* Start DOCUMENT *
Madhya Pradesh Board of Secondary Education () (abbreviated MPBSE) is a board of school education in Madhya Pradesh State of India.

The MPBSE is a Madhya Pradesh government body responsible for determining the policy-related, administrative, cognitive, and intellectual direction of the state's higher educational system.
The board regulates and supervises the system of Intermediate education in Madhya Pradesh State. It executes and governs various activities that include devising of courses of study, prescribing syllabus, conducting examinations, granting affiliations to colleges. MPBSE also provides direction, support and leadership for all educational institutions under its jurisdiction. It also runs model schools such as the Model High, TT Nagar.

Establishment

The Madhya Pradesh Legislature, in the sixteenth year of the Republic of India, enacted an Act for the establishment of a Board in order to regulate Secondary Education in Madhya Pradesh and other ancillary matters. In 1965 this autonomous body was established under The Madhya Pradesh Secondary Education Act, 1965.

Activities

 To grant affiliation/recognition to schools.
 To prescribe courses and text books at High school and Intermediate level.
* End DOCUMENT *
**EXERCISE DIRECTIONS**. Write what comes next in the text on the Madhya Pradesh Board of Secondary Education, picking up after its last line. The data that come next have nothing to do with this.
* Start DATASET ENTRIES *
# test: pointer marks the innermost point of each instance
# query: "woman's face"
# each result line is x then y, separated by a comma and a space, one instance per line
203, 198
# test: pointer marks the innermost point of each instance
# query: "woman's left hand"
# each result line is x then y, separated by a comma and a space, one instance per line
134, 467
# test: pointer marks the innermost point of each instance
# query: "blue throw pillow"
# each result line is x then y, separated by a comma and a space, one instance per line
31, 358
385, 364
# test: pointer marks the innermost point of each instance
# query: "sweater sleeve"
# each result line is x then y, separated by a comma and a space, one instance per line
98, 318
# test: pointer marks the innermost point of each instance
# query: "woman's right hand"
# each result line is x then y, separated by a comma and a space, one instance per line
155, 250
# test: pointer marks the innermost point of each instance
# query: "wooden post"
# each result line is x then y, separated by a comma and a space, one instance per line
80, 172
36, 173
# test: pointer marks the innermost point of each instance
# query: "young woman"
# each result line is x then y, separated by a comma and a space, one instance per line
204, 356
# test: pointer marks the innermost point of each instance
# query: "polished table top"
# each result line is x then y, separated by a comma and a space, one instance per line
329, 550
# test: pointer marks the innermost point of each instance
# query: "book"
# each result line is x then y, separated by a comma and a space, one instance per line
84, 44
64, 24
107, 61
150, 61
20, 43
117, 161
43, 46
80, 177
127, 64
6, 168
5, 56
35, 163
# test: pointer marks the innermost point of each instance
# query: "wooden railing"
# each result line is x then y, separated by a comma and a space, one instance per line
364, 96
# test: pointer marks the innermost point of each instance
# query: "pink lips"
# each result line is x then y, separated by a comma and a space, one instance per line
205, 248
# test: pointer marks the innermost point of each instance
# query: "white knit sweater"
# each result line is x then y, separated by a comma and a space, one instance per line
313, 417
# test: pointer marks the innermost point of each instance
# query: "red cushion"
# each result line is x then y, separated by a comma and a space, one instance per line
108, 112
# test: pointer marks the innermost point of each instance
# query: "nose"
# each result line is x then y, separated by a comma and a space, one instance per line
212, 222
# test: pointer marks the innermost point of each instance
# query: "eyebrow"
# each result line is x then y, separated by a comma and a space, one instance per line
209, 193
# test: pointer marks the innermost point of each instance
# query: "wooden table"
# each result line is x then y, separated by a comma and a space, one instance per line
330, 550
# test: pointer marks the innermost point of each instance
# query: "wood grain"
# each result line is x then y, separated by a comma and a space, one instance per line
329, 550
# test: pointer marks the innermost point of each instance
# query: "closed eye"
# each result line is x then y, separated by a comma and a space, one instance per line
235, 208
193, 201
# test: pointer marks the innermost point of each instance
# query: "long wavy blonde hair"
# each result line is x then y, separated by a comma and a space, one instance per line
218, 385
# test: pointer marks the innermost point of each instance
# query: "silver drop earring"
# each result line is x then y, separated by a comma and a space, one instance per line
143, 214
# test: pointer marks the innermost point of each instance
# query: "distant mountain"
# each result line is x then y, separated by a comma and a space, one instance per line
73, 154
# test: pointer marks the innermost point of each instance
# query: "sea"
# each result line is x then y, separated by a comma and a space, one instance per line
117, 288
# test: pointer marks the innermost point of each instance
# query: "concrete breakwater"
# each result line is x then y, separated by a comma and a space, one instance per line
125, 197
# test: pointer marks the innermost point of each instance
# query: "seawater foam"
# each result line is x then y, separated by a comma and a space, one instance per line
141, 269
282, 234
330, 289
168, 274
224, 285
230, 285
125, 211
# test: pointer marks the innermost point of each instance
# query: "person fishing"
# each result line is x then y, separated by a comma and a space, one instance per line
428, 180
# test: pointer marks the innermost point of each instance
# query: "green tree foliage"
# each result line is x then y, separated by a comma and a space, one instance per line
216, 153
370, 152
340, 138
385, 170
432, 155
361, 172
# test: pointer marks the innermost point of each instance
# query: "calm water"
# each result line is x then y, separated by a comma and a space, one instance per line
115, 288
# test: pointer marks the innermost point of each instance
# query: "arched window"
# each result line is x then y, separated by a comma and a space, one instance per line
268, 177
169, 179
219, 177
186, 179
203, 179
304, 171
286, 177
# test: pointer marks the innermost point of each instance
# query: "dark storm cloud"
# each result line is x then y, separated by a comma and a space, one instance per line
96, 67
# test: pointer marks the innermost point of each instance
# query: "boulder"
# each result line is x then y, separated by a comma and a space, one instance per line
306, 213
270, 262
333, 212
* End DATASET ENTRIES *
**EXERCISE OUTPUT**.
 To conduct High school and Intermediations.
 To provide equivalence to the examinations conducted by other Boards.

Academics

The MPBSE prescribes the syllabus, for students from Standard IX to Standard XII, for schools affiliated with it & exams whose scores are necessary to gain admission in higher study institutes.
 Bengali, Oriya, Punjabi, Kannada, Malayalam, Tamil, Telugu,  Gujarati, Marathi, Sanskrit, Sindhi, Urdu, Arabic, French, Russian or Persian, can be chosen as a language subject in addition to the compulsory English language and Hindi languages.

Examination
It conducts three board examinations: the Middle School Exam for Standard VIII, High School Certificate Examination for standard X and the Higher Secondary (School) Certificate (HSC) Exam for standard XII, which is a school-leaving examination.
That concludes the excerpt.